§ **AIM OF THE TASK**
Repeat the material verbatim and drop the pictures.

§ **DATA SECTION**
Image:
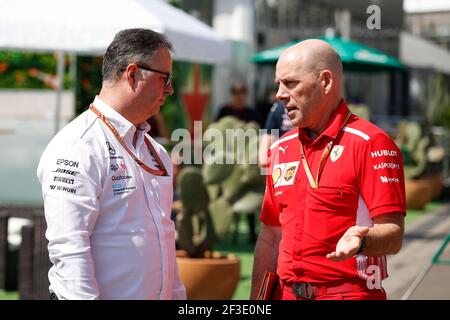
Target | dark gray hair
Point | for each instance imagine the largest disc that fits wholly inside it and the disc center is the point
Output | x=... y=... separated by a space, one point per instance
x=131 y=46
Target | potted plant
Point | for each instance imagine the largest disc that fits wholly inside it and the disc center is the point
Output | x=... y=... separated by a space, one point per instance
x=210 y=196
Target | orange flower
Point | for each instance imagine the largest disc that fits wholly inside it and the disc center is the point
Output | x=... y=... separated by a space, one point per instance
x=33 y=72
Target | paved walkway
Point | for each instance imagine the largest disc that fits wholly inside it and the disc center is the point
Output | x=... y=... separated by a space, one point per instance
x=423 y=238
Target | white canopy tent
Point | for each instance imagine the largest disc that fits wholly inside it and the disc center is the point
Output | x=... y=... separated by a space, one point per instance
x=88 y=26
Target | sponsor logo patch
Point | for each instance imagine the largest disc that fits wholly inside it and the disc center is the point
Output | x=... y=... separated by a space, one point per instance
x=385 y=179
x=336 y=152
x=117 y=178
x=61 y=188
x=386 y=165
x=111 y=149
x=65 y=171
x=384 y=153
x=276 y=175
x=67 y=163
x=284 y=174
x=63 y=180
x=290 y=173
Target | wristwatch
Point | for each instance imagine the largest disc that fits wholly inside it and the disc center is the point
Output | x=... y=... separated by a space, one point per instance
x=362 y=248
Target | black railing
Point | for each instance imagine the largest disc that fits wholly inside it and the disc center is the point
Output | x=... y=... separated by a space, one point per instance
x=33 y=262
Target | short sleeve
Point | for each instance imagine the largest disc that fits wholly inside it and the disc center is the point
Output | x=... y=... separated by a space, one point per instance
x=381 y=176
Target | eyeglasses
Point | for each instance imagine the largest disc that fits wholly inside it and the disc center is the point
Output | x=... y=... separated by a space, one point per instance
x=169 y=77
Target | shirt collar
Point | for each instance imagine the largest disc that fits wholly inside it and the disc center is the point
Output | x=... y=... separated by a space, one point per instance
x=333 y=127
x=122 y=125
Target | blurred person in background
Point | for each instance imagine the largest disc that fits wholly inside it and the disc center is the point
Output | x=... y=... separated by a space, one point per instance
x=238 y=108
x=107 y=185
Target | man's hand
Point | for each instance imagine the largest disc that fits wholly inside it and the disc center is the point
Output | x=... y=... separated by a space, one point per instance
x=349 y=244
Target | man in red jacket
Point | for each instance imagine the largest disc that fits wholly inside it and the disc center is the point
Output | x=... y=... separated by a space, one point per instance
x=335 y=196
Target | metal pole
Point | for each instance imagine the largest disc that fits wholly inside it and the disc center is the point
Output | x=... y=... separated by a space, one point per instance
x=59 y=89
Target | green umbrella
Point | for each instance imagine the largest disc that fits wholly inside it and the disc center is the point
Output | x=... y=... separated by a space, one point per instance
x=355 y=56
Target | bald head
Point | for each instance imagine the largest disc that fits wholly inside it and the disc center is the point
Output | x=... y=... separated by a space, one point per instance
x=309 y=77
x=314 y=55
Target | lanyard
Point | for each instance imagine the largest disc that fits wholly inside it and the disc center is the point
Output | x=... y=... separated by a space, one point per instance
x=326 y=152
x=157 y=172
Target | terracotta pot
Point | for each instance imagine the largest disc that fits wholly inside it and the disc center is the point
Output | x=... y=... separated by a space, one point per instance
x=418 y=192
x=213 y=278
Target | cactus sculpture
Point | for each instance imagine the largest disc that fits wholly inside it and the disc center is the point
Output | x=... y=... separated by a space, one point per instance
x=212 y=194
x=419 y=152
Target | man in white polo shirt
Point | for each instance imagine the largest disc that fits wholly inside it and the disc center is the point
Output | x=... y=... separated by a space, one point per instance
x=107 y=185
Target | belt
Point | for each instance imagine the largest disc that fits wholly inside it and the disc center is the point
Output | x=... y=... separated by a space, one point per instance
x=308 y=290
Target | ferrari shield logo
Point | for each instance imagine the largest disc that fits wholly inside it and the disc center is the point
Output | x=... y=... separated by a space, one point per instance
x=336 y=152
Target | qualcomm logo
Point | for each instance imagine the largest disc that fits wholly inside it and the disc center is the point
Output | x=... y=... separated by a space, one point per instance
x=385 y=179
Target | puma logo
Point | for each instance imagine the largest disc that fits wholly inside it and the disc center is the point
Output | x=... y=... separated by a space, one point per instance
x=283 y=149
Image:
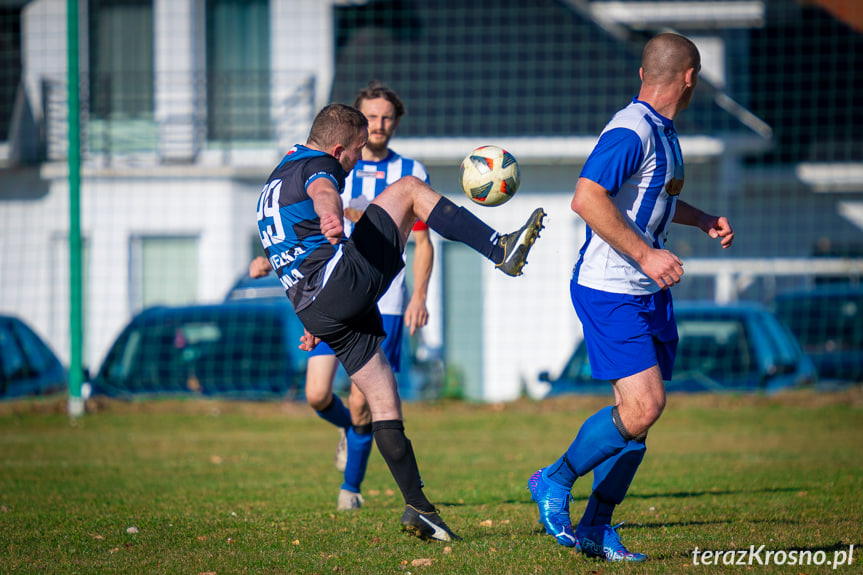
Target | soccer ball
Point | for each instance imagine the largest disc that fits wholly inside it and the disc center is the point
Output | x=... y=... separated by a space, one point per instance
x=489 y=176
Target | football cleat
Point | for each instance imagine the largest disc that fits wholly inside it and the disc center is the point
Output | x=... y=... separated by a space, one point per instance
x=341 y=458
x=553 y=503
x=348 y=500
x=517 y=244
x=603 y=541
x=426 y=525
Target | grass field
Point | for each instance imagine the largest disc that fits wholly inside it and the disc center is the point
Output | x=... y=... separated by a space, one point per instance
x=194 y=486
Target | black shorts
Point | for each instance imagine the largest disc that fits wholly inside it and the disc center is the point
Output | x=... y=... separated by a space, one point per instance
x=345 y=314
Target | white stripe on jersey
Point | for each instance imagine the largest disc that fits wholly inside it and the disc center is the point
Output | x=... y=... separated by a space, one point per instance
x=647 y=198
x=365 y=182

§ **EXPECTED OUTPUT**
Image:
Target | dark gray hair
Point | for each instance imagine the largest disc that fits wholly inside it and the disc center is the point
Output | x=... y=... separated by a space, one point per instance
x=131 y=46
Target | potted plant
Point | for each instance imagine the largest disc that fits wholly inside it and the disc center is the point
Output | x=... y=... separated by a space, one point per instance
x=210 y=196
Target | orange flower
Point | for each instance imagine the largest disc that fits wholly inside it and the disc center is the point
Output | x=... y=... separated by a space, one point per instance
x=33 y=72
Target | paved walkway
Point | for each instance imagine the largest disc that fits wholly inside it and the disc center is the point
Output | x=... y=... separated by a space, one point per instance
x=423 y=238
Target | white canopy tent
Point | for each instance imagine the largest disc that fits wholly inside it and the disc center is the point
Output | x=... y=... separated by a space, one point per instance
x=88 y=26
Target | sponsor logo patch
Point | for each instance imagine the largest disc that fits wholly inside it and the disc center is the point
Output | x=... y=... separated by a space, one point per instance
x=385 y=179
x=336 y=152
x=117 y=178
x=61 y=188
x=386 y=165
x=111 y=149
x=65 y=171
x=384 y=153
x=276 y=175
x=67 y=163
x=284 y=174
x=63 y=180
x=290 y=173
Target | wristwatch
Point | for each instance imagine the largest disc that fits wholly inside it and the disc center is the point
Output | x=... y=... separated by a space, one point per instance
x=362 y=248
Target | black railing
Point | for each instance imagine the largest disc that fits wholly inside it and the disc center is the point
Output | x=... y=... separated by a space, one point per instance
x=33 y=262
Target | short sleeve
Point | for each instance imagine the largest disc that fits wholly inside it and the disc center is the point
Output | x=... y=... separated by a space, one point per instance
x=381 y=176
Target | eyeglasses
Point | for each instance imagine the largest disc that fits wholly inside it and the disc center is the point
Output | x=... y=... separated by a space, one point per instance
x=169 y=77
Target | shirt collar
Point | for each instance imagine the largest disc that fits wholly inside it and the disc center is the point
Output | x=... y=... separated by a space, one point per instance
x=333 y=127
x=122 y=125
Target | blurred person in background
Point | for each instance imagine the largest disc that fits wholly inside it and the disc center is the point
Output | x=... y=... separated by a space, one point per instance
x=238 y=108
x=107 y=185
Target | man's hand
Point | for each instance imagine the largest disc that fits wholly inside it and the disc center is the point
Output | x=... y=... separated by a space, one point per instance
x=349 y=244
Target | man in red jacket
Point | for each instance imagine the largest disc that fits wholly inside it and the disc center is the point
Output | x=... y=... separated by a space, one point per instance
x=335 y=196
Target | metal pole
Point | for each instance imagine the largest disc that fits wholly inside it and the disc center is the point
Output | x=... y=... separated by a space, one point per instance
x=59 y=89
Target | green umbrella
Point | for each instance imagine the largest disc that fits wholly inside it and the disc center is the point
Output | x=... y=... separated by a space, one point per instance
x=355 y=56
Target | bald head
Point | for each instance imagine the largest disc that fits wholly inside it and the disc center is the point
Output | x=... y=... separated by a space, one point per instance
x=309 y=77
x=314 y=55
Target | lanyard
Point | for each instance imagine the largest disc that fits wholly inside it and the disc center is the point
Output | x=... y=... separated by a space, one point per instance
x=326 y=152
x=157 y=172
Target | terracotta pot
Point | for each instance imagine the largest disc that fits wholly inside it and the disc center is the point
Output | x=... y=... separated by a space, one point per instance
x=418 y=192
x=213 y=278
Target | cactus sculpture
Point | for each instance imagine the largest disc that fits wholly inside it and the disc center is the point
Output | x=... y=... separated by a space, one point per instance
x=212 y=194
x=419 y=152
Target | man in white polo shirt
Point | for each instance imagine the largest disc that fits wholly inside it and the disc center is the point
Output | x=... y=... separated by a space, one point per instance
x=107 y=185
Target | belt
Point | for each instance imagine the largest disc that fits wholly inside it and the disc center is the point
Output | x=... y=... separated by a space, one point per instance
x=308 y=290
Target | ferrari shield logo
Point | for each instance imagine the largest disc that fits wholly inside it and the disc center is the point
Output | x=... y=... separated by a space, one point per instance
x=336 y=152
Target | qualcomm logo
Point | for each instance imagine the largest disc that fits wholly inside it and the disc center is the point
Output | x=... y=... separated by a space, one point per instance
x=385 y=179
Target | puma logo
Point | for each instance imagine the largest disc that fits wholly inside it and the disc center is the point
Output | x=... y=... separated by a space, one point per instance
x=283 y=149
Image:
Target | soccer ball
Point | for each instance imagine the largest disc that fits wholly inside it and the disc center is the point
Output | x=... y=... separated by a space, one point per instance
x=489 y=176
Target | football cleat
Point | for each instance imagine the largest disc that fits wholly inside it and the disc center is the point
Output | x=... y=... separated by a space, one point per instance
x=341 y=458
x=553 y=503
x=348 y=500
x=517 y=244
x=603 y=541
x=426 y=525
Target | grass field
Point | for each instance imagine the largest disc that fits wholly inside it and the disc center is the point
Output | x=... y=... separated by a space, one point per instance
x=194 y=486
Target | black shorts
Point | for each instance imagine the largest disc that fits wholly inside it and the disc center is the point
Output | x=... y=... separated by a space, one point per instance
x=345 y=314
Target | white stripe on jersey
Point | for each instance imagine the largest disc that fits wholly inside it and the disc center is the point
Output | x=... y=... separated by a space, one point per instance
x=647 y=198
x=365 y=182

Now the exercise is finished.